* [THINGS TO DO]:
(A) Summarize the enhancer excerpt in three sentences.
(B) Quote the enhancer excerpt, starting with "Finally, to gain" and going on through "regulate 799 activity.".

* [EXCERPT]:
To test whether some of these TFs regulate 799 activity in vivo, we crossed the 799 line with mice harboring Dlx1&2 or Lhx6 null alleles, to generate E13.5 embryos with 799 and with homozygous null states of either Dlx1&2 or Lhx6. In each case, GFP expression driven by 799 was greatly reduced, including streams of immature interneurons tangentially migrating to the striatum and cortex (Figure 6C,D,E). Lhx6−/− mutants maintain cortical interneuron migration from the MGE (Flandin et al., 2011); thus the lack of 799-GFP expression in the cortex and MGE (SVZ) provides evidence that Lhx6 is required for 799 activity at several steps of the cortical interneuron lineage. In addition, there was selective loss of 799-GFP expression within parts of the Dlx1/2−/− and Lhx6−/− subpallium [MGE (MZ/vPal/GP) in Figure 6C,D,E]. The persistent MGE (MZ/vPal/GP) expression is consistent with known Lhx6 and Lhx8 redundancy for development of these structures (Flandin et al., 2011), and with observed LHX8 binding to 799 (Figure 6A).

Finally, to gain further evidence that LHX6 directly regulated 799, we searched for candidate Lim/Homeobox binding sites. We found two conserved motifs with the sequence TAATTA. We mutated these sites to TTCTAG (799Δ2) (asterisks in Figure 6B), and then tested whether they altered 799 activity in primary E13.5 MGE cultures (Flandin et al., 2011). 799 was placed upstream of luciferase in the pGL4.23 vector. The wild type 799 vector drove 2.5-fold more luciferase expression than the vector lacking an enhancer (n=3, p=0.0175). Mutation of both LHX6 motifs in 799 eliminated its activity (n=3, p=0.0062) (Figure 6F). Thus, screening for in vivo TF binding of the enhancer, and then challenging these results with in vivo genetics and in vitro molecular biological assays, identified transcriptional mechanisms that regulate 799 activity.

TF Binding Predicts Enhancer Regional Activity

We used computational methods to identify enhancer properties that are associated with differences in their activities in distinct subpallial regions and layers (along the axis of differentiation). These computational analyses were performed on the candidate enhancers that exhibited E11.5 subpallial activity in a transgenic assay (Vista Enhancer Browser (http://enhancer.lbl.gov/; Visel et al., 2013). A subset of these enhancers was analyzed at higher resolution using tissue sectioning, from which we identified 89 enhancers with differential subpallial regional activities (Table S1). These were grouped into seven exclusive classes; two single-domain classes: i) MGE (n=11); ii) LGE (n=22); and four classes with activity in two or more domains: iii) MGE+LGE (n=43); iv) MGE+LGE+pallium (n=10); v) LGE+pallium (n=2); vi) CGE+LGE (n=1). Towards uncovering TF binding that characterizes and distinguishes MGE and LGE activity, we generated three mutually exclusive enhancer superclasses that reflect activity in the MGE and LGE: i) MGE (n=11), ii) LGE (n=25), and MGE+LGE (n=53).

* [INFORMATION]:
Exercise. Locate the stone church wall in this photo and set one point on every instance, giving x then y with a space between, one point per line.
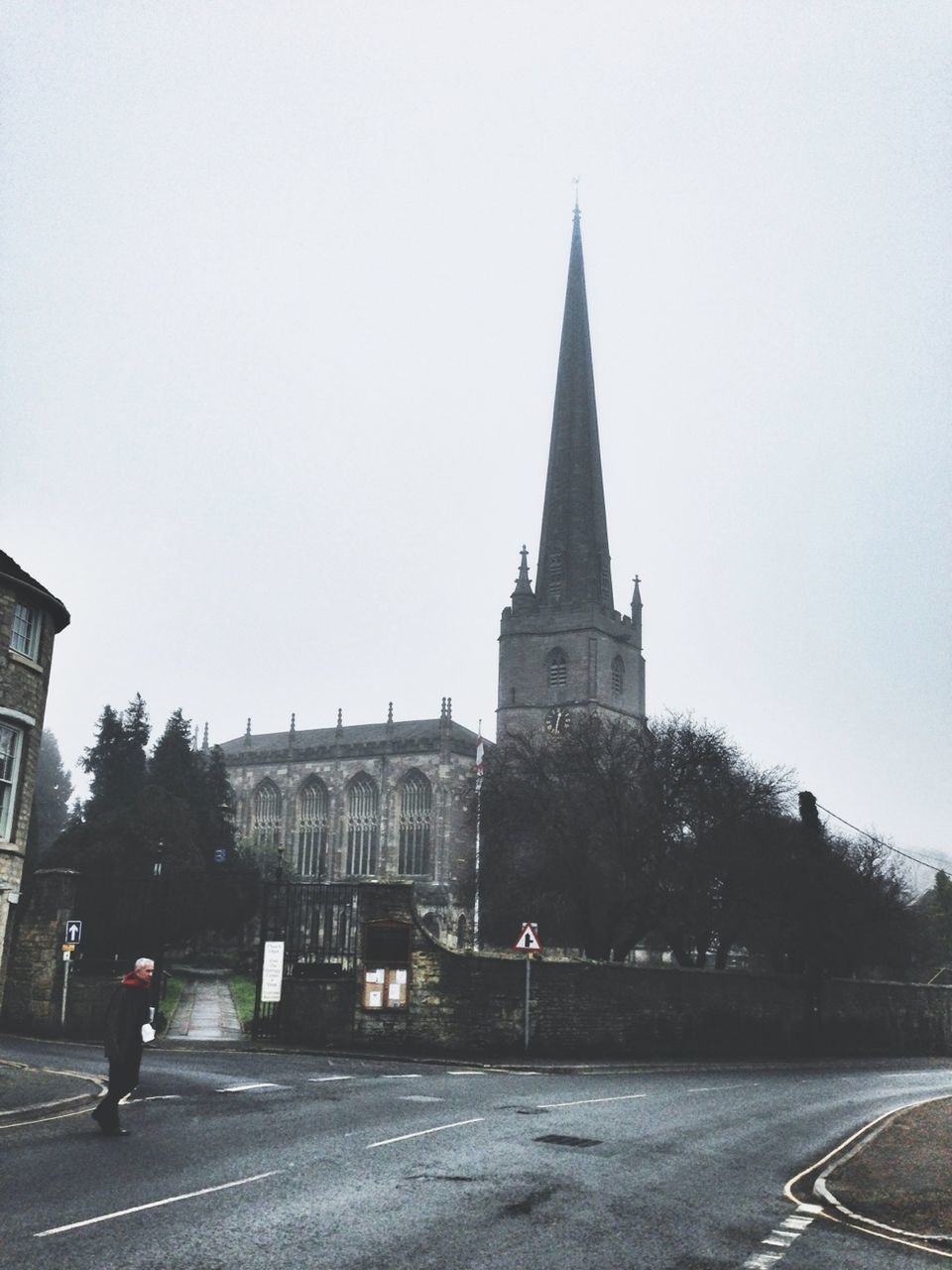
472 1003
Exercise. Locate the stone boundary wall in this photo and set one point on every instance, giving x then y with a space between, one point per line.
474 1003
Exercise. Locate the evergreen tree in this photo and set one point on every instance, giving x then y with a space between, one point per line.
51 802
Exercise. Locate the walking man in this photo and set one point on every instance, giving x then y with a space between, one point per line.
125 1017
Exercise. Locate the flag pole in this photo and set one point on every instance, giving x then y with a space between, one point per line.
479 826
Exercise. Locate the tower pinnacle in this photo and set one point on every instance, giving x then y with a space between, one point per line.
574 563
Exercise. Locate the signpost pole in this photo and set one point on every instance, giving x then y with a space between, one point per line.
529 962
66 957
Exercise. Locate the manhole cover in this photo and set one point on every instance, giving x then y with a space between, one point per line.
563 1139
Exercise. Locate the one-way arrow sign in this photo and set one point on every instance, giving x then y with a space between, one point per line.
529 939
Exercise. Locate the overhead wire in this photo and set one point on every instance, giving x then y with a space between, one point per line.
879 841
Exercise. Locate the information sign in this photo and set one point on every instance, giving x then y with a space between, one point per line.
272 969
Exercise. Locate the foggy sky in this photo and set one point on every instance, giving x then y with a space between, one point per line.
282 290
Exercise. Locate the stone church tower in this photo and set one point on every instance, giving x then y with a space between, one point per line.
563 649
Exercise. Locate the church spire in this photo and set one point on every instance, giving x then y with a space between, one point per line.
574 566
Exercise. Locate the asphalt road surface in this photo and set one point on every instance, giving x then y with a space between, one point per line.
304 1162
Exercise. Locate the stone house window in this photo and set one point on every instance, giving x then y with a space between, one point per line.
24 634
557 670
416 817
10 747
266 826
362 826
311 828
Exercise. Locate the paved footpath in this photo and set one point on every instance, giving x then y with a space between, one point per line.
204 1012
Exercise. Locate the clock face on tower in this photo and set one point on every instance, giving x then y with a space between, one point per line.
557 720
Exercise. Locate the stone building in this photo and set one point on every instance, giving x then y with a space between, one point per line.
391 801
563 649
386 801
31 617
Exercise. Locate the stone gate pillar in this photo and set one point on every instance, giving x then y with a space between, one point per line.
33 993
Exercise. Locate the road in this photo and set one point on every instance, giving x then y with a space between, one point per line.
304 1162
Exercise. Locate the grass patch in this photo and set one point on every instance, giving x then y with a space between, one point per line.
175 987
243 993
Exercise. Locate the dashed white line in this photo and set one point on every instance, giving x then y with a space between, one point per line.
578 1102
157 1203
720 1088
259 1084
421 1133
782 1237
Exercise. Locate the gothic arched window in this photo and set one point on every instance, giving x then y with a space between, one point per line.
556 575
617 677
416 816
557 670
266 826
362 826
311 828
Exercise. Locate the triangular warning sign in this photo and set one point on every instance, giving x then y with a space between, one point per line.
529 940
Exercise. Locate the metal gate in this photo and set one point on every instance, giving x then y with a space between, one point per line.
317 925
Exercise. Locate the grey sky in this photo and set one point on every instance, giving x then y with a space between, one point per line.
282 287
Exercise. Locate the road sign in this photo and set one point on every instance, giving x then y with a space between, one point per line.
529 939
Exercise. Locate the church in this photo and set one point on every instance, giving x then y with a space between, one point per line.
394 799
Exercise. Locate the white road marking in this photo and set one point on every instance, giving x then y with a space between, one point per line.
421 1133
157 1203
261 1084
620 1097
720 1088
782 1237
45 1119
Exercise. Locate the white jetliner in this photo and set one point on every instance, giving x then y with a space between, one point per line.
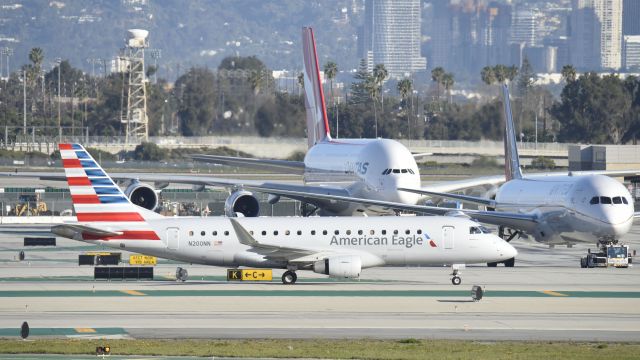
338 247
347 168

* [TASK-BY-TASK RESULTS]:
(A) In E13.5 embryos that carried the 799 line and were homozygous null for Dlx1&2 or Lhx6, GFP expression driven by 799 was greatly reduced, indicating that Lhx6 is required for 799 activity at several steps of the cortical interneuron lineage. Mutating two conserved TAATTA motifs in 799 eliminated its ability to drive luciferase expression in primary E13.5 MGE cultures. Computational analyses of candidate enhancers with E11.5 subpallial activity identified 89 enhancers with differential regional activities, which were grouped into three mutually exclusive superclasses (MGE, LGE, and MGE+LGE) to find TF binding that distinguishes MGE and LGE activity.

(B)
Finally, to gain further evidence that LHX6 directly regulated 799, we searched for candidate Lim/Homeobox binding sites. We found two conserved motifs with the sequence TAATTA. We mutated these sites to TTCTAG (799Δ2) (asterisks in Figure 6B), and then tested whether they altered 799 activity in primary E13.5 MGE cultures (Flandin et al., 2011). 799 was placed upstream of luciferase in the pGL4.23 vector. The wild type 799 vector drove 2.5-fold more luciferase expression than the vector lacking an enhancer (n=3, p=0.0175). Mutation of both LHX6 motifs in 799 eliminated its activity (n=3, p=0.0062) (Figure 6F). Thus, screening for in vivo TF binding of the enhancer, and then challenging these results with in vivo genetics and in vitro molecular biological assays, identified transcriptional mechanisms that regulate 799 activity.